• **EXERCISE GOAL**:
Rewrite the lines running from the line with "Could you point out the dry" through the last line, putting "Answer" in place of "Reply" and changing nothing else.

(Point annotation records)

--- Begin ---

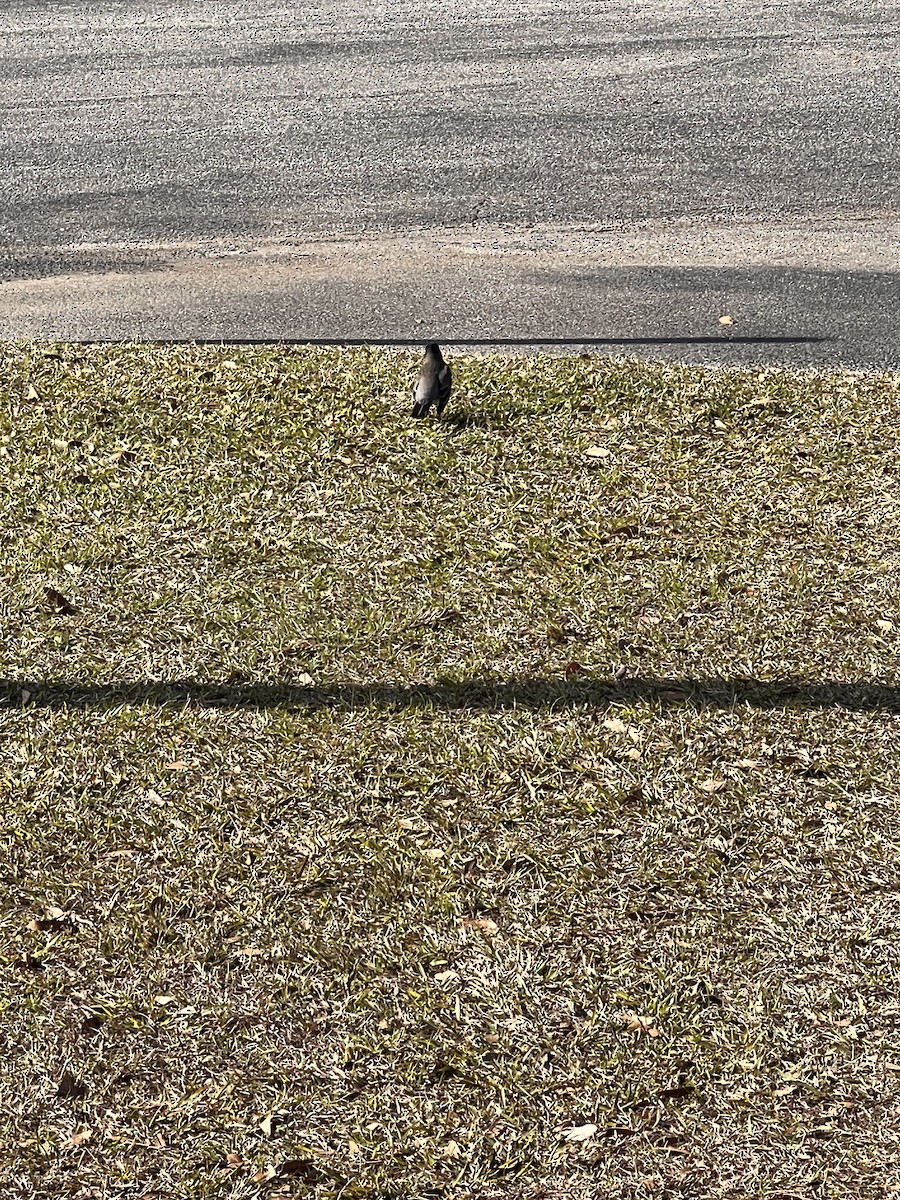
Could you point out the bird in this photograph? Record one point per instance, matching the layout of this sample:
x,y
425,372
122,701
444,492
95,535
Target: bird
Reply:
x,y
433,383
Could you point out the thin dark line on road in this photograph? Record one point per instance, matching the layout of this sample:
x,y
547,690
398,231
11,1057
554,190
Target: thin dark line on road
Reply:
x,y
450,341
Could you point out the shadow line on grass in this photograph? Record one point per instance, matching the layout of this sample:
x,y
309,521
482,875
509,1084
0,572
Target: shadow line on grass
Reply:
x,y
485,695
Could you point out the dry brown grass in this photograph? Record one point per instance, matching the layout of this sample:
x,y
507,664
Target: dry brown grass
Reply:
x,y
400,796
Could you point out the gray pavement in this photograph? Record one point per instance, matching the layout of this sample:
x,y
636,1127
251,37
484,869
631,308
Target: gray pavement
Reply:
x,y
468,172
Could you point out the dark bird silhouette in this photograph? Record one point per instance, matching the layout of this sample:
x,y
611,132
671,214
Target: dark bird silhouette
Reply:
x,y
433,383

--- End ---

• **ANSWER FOR THE TASK**:
Could you point out the dry brown grass in this photograph? Record one point per instance, matching the layout of this sample:
x,y
507,664
Target: dry brown grass
Answer:
x,y
400,796
Could you point out the gray pavement in this photograph? Record one point per instance, matching the layout of this sample:
x,y
636,1127
251,37
484,869
631,308
Target: gray pavement
Answer:
x,y
468,172
Could you point out the dark bird silhouette in this photograph? Record one point per instance, matching the layout of this sample:
x,y
611,132
671,214
Target: dark bird silhouette
Answer:
x,y
433,383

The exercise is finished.